# GOAL
Reproduce every line from the start of the entries through the line containing "top-left (540, 110), bottom-right (575, 191)", inclusive, leaving the requests and their format samples unchanged. Multiply each coordinate in the answers by 1.25 and round to whole numbers, with halves rounded up.

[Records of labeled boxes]

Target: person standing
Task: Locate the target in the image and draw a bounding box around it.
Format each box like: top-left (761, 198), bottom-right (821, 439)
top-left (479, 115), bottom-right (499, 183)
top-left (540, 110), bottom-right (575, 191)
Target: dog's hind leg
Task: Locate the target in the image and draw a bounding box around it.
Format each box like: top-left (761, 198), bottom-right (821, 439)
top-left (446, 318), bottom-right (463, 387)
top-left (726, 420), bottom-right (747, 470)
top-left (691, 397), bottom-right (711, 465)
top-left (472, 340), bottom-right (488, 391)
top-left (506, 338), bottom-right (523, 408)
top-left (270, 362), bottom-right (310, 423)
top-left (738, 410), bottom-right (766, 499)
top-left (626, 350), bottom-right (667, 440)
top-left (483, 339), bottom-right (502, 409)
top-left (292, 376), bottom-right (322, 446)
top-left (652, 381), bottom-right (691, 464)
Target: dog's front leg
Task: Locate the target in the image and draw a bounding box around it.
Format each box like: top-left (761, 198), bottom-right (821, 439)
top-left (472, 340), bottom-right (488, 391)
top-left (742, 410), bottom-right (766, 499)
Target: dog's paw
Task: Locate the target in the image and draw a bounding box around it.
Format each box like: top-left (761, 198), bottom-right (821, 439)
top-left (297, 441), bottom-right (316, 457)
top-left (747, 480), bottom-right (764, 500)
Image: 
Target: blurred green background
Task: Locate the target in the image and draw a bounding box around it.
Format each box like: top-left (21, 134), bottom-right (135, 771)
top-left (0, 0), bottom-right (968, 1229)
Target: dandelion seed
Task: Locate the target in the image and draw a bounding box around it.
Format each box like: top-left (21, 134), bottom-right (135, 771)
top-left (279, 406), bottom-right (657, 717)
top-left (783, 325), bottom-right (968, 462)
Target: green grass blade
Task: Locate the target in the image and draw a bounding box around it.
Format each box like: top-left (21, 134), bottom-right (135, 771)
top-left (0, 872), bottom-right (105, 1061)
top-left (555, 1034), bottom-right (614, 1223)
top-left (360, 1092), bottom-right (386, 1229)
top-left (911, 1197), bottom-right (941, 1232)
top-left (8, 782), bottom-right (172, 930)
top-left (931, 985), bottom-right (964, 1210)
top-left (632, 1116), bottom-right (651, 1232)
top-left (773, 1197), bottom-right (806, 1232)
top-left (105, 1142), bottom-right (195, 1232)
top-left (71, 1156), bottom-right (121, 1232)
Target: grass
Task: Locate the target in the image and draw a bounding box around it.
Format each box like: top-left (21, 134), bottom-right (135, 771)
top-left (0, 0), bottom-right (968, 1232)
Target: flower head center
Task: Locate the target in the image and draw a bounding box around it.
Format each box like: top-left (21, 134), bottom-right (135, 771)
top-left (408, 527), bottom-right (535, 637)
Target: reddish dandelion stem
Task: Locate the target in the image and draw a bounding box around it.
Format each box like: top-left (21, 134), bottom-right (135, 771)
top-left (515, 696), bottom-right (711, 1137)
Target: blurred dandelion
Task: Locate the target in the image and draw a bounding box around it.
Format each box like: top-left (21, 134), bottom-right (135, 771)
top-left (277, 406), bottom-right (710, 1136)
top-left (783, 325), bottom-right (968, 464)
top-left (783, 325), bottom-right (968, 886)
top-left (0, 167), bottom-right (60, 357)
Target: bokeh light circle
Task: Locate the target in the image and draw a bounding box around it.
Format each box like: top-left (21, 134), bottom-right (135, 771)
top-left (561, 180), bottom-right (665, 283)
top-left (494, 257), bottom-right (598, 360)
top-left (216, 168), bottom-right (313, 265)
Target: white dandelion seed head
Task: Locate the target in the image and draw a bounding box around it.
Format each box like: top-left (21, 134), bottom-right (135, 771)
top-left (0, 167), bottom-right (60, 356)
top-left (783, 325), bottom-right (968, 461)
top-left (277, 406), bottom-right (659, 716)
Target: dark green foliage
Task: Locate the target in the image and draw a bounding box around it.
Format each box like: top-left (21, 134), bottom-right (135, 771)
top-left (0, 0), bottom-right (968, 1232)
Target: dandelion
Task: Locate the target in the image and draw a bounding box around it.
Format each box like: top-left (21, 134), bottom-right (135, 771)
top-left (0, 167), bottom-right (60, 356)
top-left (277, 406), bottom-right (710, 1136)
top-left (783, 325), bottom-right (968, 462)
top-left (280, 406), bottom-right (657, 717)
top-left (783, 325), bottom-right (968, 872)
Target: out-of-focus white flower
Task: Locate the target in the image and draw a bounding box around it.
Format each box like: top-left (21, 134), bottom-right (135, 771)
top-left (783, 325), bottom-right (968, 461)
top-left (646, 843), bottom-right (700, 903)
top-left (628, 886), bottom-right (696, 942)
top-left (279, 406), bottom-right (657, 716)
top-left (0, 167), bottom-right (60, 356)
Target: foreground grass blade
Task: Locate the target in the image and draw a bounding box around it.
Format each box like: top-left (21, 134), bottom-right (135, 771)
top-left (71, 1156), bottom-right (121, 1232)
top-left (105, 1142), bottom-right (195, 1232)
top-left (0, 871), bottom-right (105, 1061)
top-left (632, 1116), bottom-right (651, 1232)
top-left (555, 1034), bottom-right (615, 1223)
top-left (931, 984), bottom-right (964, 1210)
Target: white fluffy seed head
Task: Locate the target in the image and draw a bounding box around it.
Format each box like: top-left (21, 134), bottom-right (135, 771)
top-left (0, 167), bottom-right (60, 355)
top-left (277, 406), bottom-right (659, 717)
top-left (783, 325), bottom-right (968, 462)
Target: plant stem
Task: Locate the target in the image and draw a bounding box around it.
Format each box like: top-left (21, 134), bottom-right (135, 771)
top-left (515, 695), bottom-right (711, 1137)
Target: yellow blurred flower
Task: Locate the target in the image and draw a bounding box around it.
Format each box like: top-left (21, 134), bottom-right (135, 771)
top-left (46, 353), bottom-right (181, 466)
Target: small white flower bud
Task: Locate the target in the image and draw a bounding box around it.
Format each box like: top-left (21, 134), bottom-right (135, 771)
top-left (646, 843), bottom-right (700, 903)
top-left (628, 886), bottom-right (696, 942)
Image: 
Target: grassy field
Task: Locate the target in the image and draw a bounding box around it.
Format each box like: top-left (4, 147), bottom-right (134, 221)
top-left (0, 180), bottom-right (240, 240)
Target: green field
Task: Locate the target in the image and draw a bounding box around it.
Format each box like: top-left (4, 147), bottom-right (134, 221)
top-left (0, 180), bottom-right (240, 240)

# SOLUTION BELOW
Target: person standing
Task: Locate the target in the image and draw a bounding box around it.
Format each box like: top-left (761, 198), bottom-right (821, 439)
top-left (599, 144), bottom-right (624, 229)
top-left (675, 138), bottom-right (719, 239)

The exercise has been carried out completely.